§ **Problem details**:
Show every line below that contains the word "orange".

§ **Excerpts of bounding box data**:

--- BEGIN ---

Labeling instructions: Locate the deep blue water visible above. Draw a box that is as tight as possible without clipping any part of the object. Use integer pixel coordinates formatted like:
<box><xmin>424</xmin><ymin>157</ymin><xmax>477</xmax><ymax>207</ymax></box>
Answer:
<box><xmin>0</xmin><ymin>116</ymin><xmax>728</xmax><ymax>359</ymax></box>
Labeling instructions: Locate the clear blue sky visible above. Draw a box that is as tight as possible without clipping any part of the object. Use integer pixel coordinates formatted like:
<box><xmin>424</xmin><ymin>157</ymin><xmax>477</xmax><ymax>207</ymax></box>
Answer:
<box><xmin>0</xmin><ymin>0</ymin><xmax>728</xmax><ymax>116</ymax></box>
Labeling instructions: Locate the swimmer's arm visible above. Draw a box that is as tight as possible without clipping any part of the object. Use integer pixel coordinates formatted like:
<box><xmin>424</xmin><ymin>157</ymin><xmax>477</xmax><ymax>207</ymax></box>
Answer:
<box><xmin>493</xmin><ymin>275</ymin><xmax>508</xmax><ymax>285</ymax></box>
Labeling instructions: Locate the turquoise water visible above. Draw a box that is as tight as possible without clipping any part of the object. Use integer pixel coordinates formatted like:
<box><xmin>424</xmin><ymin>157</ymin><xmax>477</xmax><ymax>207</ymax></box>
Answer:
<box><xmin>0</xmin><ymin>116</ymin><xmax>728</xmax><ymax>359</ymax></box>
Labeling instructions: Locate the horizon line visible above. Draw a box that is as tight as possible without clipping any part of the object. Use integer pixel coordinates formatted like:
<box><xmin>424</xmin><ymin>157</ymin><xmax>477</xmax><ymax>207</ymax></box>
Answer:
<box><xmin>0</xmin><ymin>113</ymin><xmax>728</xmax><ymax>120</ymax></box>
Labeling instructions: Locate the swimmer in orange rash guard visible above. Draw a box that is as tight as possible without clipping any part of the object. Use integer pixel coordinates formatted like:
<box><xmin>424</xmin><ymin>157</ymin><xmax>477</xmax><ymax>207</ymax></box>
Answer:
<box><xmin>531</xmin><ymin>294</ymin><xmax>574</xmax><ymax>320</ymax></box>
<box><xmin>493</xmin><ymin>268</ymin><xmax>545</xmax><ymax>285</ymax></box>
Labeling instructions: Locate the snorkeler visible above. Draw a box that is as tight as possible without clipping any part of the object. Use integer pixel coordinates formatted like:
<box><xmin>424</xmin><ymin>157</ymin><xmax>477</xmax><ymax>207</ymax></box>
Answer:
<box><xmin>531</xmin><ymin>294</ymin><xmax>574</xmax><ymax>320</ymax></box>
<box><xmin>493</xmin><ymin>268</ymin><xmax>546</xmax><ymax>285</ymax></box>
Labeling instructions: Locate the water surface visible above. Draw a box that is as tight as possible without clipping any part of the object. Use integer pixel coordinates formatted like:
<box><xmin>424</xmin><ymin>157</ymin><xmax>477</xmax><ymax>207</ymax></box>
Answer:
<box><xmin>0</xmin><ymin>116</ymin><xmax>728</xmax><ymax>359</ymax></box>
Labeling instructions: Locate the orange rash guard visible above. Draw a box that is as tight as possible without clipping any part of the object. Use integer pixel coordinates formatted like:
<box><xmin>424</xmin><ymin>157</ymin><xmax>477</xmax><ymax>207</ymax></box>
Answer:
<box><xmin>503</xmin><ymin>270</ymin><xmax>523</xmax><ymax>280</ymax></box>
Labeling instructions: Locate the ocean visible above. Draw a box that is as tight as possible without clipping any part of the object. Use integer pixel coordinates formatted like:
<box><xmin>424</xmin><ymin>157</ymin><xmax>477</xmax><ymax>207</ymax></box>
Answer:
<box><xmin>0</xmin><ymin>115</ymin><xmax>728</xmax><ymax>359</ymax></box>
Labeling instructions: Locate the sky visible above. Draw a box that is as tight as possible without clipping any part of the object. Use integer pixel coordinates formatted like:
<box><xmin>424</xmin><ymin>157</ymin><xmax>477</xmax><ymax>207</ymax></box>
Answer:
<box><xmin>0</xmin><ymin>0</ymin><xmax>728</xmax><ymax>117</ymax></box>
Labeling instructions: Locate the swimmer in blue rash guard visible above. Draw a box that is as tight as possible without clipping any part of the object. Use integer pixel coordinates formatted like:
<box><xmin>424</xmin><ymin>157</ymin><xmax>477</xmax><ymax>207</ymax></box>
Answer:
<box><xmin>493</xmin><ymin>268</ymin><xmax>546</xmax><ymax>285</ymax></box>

--- END ---

§ **Expected answer**:
Labeling instructions: Locate the swimmer in orange rash guard visible above. Draw a box that is as tight as possible without clipping any part of the object. Use integer pixel coordinates formatted like:
Labeling instructions: Locate the orange rash guard visible above. Draw a box that is as tight as possible without clipping any part of the object. Use integer pixel coordinates formatted like:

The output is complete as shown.